Mar 13

Sex, Weight and Self after Baby

   For all the Ask Dr R queries about getting your self and your life back after childbirth…

The beauty of motherhood and womanhood lies in the balance

      Losing Baby Weight

Many women look back at their pre-baby clothes convinced they will never wear them again, but there is hope, because most do regain a pre-baby contour within 3-6 months, and some as early as 6 weeks.  Taking care of a newborn takes a lot of energy.  Energy burns calories.  Breast feeding also helps burn calories by revving up your metabolism to provide nourishment for the baby.  Most women do just fine with a healthy diet and getting as much rest as possible. If you have a choice between making dinner and taking a nap, take the nap.  Order take-out or let your spouse cook. Avoid bingeing on comfort foods-they will make you feel better but they also trigger fat production.  Breast feeding moms are usually extremely careful about eating healthy so that the breast milk is the best it can be, and this healthy focus helps them lose the weight they gained with the pregnancy.  Also, light weight-bearing exercise is good for new mothers, particularly exercises that strengthen your core back and abdominal muscles. I don’t advise aerobic exercise, which very likely will increase your fatigue.  We’re talking weights, resistance training and flexibility work. Postpartum is a good time to do yoga, floor Pilates, or basic gym calesthenics.  Even 15 minutes a day can help get your shape back.

          Loss of Libido

The big L.  While some women feel more sensual after the baby is born, for many women the combination of physical and emotional fatigue, sleep deprivation and fluctuating hormones flip the “red hot mama” switch to the “off” position. Breastfeeding also suppresses hormones, putting lactating women into a mini-menopause type situation, with a resulting suppression of the menstrual cycle, transient vaginal dryness and a reduction in clitoral sensitivity.  When these normal, healthy and temporary changes occur full blast, a woman may feel like her libido has been amputated.  Believe it or not, this is nothing to worry about, because it all comes back in full as the baby starts to sleep through the night, weans from the breast, and menses resume.

Dataset excerpts
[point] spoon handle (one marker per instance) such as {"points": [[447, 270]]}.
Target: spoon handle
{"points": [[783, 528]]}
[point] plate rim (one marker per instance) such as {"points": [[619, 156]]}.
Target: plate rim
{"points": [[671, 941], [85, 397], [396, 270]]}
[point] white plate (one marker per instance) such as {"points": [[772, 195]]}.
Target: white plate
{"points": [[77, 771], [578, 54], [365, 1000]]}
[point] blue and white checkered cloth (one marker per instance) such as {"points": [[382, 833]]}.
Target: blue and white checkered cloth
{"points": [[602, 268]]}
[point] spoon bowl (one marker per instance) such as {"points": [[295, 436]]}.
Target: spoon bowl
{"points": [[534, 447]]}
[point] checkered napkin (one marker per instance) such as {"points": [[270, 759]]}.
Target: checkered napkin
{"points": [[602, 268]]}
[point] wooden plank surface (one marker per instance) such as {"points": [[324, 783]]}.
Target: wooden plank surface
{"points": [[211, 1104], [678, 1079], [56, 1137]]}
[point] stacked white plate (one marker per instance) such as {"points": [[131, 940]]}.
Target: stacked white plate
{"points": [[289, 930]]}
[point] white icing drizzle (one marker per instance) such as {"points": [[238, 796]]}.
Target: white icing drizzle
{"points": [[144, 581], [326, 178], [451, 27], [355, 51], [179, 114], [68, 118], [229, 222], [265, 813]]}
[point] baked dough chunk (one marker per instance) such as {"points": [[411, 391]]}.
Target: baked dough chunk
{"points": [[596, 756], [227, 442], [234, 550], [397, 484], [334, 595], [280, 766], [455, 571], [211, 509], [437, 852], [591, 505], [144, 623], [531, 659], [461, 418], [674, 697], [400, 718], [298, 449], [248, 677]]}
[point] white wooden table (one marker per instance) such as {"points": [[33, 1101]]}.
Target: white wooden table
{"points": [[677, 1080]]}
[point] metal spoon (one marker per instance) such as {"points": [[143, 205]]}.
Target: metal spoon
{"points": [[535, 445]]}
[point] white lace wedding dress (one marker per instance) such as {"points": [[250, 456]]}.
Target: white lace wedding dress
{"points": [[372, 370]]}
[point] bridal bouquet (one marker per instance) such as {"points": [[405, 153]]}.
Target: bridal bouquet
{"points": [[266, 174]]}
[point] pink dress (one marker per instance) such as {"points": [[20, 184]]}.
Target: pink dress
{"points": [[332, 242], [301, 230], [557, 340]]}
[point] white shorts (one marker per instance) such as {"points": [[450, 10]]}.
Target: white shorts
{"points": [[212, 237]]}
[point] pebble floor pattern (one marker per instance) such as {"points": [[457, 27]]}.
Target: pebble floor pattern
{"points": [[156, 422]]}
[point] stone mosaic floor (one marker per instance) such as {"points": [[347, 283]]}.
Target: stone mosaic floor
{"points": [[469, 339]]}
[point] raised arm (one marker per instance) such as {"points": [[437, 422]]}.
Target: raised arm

TASK 1
According to the article on life after childbirth, within what period do most women regain a pre-baby contour?
TASK 2
Proceed with the article on life after childbirth, starting after its final sentence.

YOUR RESPONSE 1
Most women regain it within 3-6 months, and some as early as 6 weeks.

YOUR RESPONSE 2
–     Time for Romance        

          Welcome to motherhood.  And fatherhood for that matter.  Parenting is a two sided coin; taking care of the children and taking care of your relationship.  Both you and your mate need to remember that your relationship a priority.  Children like to see their parents happy, so don’t fall into the “everything we have, everything we do is for and with the children” trap.  After the first few newborn months, get your life back into grown–up balance. Bring in a babysitter, get dressed and go out.  Leave the kids with relatives and take a weekend for yourselves every 4-6 months.  They won’t need psychotherapy if someone else changes their diaper or takes them to soccer practice once in a while.  It’s like the oxygen mask instructions on airplanes- you can’t rescue the kids until you rescue yourself.  Ignore the cranky-type fussing and crying, because you are teaching them one of the most important lessons they will need to be the best parents they can be for your grandchildren.  Some of that fussing and crying is a test to see who’s really running the show in your home.  Let there be no contest. Take each other as seriously as you take your parenting.

          Painful Sex

          Before you have a go at sexual intimacy, check with your clinician (doctor, midwife, physician assistant, nurse practitioner) taking care of you.  If you had stitches, sex has to wait until all the sutures dissolve.  If you didn’t have stitches, sex has to wait until the uterus is back to normal.  Even if you had cesarean, hormonal changes may make the vaginal skin temporarily thin and dry with poor spontaneous lubrication.  Breast feeding may delay the return of normal skin elasticity and lubrication even further.  Sexual lubricants may be all you need to take care of pain caused by vaginal dryness.  If that doesn’t work, talk to your clinician about using topical estrogen cream on the labia and clitoris until your menstrual cycle resumes.  Estrogen cream, applied in small doses with your fingertip, can work magic on vaginal skin elasticity, spontaneous lubrication and clitoral sensitivity.